# Actual and future TT side by side



## Franck (May 15, 2002)

What do you think of the future TT coupe, if it looks like this ?

The base is the Shooting Brake and the actual TT coupe, which can be seen in the reflection.

A big thank you to Ypos from France that did those photoshop pictures.


----------



## Franck (May 15, 2002)

The Shooting Break at tokyo :


----------



## Franck (May 15, 2002)

What the coupe might look like :


----------



## Franck (May 15, 2002)

What the roadster might look like :


----------



## Franck (May 15, 2002)

In the coupe in papaya orange :


----------



## Franck (May 15, 2002)

The coupe in red :


----------



## Franck (May 15, 2002)

The coupe in arrow grey :


----------



## jampott (Sep 6, 2003)

Nice, but a bit similar to the original... :lol:


----------



## steveh (Jan 14, 2004)

I like it from the side but it's the nose I'm not sure about on the Shooting Brake concept. From all I've read it seems that the new TT is going to have a grille that's distinctive which could mean the concept is quite close. It might look better with a number plate in the middle although I've also read that the plate could be mounted to one side like the Alfa 156.

I suspect the final version might be a lot like this but the roof line is bound to be different, perhaps more angular in some way to distinguish it from the current TT.


----------



## dee (Jun 3, 2005)

I didnt see cup holders anywhere on the spec... but I would buy one if it looked like this - afterall its an modern version of what we have... if its time for a new car then this'll do - perhaps not worth the shift otherwse..... unless it has 3 cup holders :wink:


----------



## V6 TT (Sep 24, 2002)

...they both look fantastic! [smiley=thumbsup.gif]


----------



## jampott (Sep 6, 2003)

V6 TT said:


> ...they both look fantastic! [smiley=thumbsup.gif]


Yeah, but you think the Cayman does, too...  :lol:


----------



## sico (Feb 6, 2003)

The original TT was designed by Freeman Thomas a inspirational designer.

He has always loved Porsches, thus the TT has a nice curvy look, no sharp offensive lines.

This TT has been modelled around the controversial BMW design.

Audi obviously cannot come up with their own design ideas and now have to follow BMW. They do seem to lack inspiration and imagination.

Imagine if Porsche did this with the Boxster, gave it aggressive lines.

What a mess. Audi need to buy a good design team who can come up with original ground breaking ideas as Thomas did with the original TT.

This looks just as good/ better, will be much cheaper and is just as fast!








[/


----------



## CH_Peter (May 16, 2002)

sico said:


> This looks just as good/ better


Sorry, just tripped over this... is it yours? :wink:


----------



## sico (Feb 6, 2003)

CH_Peter said:


> sico said:
> 
> 
> > This looks just as good/ better
> ...


No its yours! :lol:

Thats probably why you tripped over it!


----------



## steveh (Jan 14, 2004)

CH_Peter said:


> sico said:
> 
> 
> > This looks just as good/ better
> ...

**Data shown:**
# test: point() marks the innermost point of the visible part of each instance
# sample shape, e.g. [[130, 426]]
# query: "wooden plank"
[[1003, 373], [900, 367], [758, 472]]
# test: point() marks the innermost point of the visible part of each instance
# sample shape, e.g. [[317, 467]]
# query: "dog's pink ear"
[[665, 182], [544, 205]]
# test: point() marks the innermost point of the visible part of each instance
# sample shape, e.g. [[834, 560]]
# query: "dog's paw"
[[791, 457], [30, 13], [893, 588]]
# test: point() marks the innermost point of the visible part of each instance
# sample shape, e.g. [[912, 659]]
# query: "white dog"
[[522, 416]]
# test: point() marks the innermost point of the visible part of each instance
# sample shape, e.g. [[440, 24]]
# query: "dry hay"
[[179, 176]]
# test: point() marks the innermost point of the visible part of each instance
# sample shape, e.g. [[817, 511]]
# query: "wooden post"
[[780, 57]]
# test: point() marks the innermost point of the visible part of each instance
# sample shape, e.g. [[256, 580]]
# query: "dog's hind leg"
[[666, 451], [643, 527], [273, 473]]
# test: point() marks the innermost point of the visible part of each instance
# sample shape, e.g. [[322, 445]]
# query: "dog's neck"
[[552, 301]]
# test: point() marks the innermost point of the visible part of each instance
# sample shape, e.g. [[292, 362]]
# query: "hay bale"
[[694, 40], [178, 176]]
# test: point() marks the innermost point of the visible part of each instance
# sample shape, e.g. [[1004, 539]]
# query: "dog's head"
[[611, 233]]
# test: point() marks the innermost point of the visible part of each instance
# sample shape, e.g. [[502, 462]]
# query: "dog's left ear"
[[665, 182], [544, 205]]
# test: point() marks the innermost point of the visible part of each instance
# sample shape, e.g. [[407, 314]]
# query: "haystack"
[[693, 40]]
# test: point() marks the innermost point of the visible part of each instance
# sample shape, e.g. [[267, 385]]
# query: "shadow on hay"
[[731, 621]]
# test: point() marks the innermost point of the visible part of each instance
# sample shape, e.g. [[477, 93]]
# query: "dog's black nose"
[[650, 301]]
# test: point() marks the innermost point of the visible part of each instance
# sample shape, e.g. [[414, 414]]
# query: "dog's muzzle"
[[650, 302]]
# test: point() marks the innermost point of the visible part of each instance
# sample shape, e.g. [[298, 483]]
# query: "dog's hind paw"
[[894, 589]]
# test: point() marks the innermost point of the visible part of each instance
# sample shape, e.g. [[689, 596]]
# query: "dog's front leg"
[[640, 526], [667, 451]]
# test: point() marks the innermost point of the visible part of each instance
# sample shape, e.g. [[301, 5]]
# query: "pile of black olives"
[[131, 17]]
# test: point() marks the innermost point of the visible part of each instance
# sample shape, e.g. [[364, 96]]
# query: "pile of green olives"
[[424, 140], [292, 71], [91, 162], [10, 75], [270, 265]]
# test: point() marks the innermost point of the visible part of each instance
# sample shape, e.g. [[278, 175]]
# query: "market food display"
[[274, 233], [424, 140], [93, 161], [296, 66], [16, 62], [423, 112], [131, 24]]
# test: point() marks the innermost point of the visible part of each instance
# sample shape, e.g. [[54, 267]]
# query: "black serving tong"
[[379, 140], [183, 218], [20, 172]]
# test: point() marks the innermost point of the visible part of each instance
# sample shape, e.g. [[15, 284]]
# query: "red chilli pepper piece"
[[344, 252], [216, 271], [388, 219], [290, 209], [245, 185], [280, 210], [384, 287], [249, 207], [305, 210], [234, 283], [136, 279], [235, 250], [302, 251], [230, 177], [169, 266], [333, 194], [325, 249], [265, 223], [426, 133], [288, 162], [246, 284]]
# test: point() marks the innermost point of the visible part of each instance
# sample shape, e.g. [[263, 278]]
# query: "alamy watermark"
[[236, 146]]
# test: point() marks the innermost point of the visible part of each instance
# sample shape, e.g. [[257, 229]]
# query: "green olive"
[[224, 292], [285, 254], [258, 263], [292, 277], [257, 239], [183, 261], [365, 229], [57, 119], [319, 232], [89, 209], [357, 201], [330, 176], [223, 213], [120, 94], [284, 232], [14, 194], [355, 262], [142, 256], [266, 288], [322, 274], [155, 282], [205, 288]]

**Jobs:**
**a.** In the TT forum thread, who is named as the designer of the original TT?
**b.** Reproduce the passage of the TT forum thread starting with "What do you" and going on through "those photoshop pictures.".

**Worked answers:**
**a.** Freeman Thomas.

**b.**
What do you think of the future TT coupe, if it looks like this ?

The base is the Shooting Brake and the actual TT coupe, which can be seen in the reflection.

A big thank you to Ypos from France that did those photoshop pictures.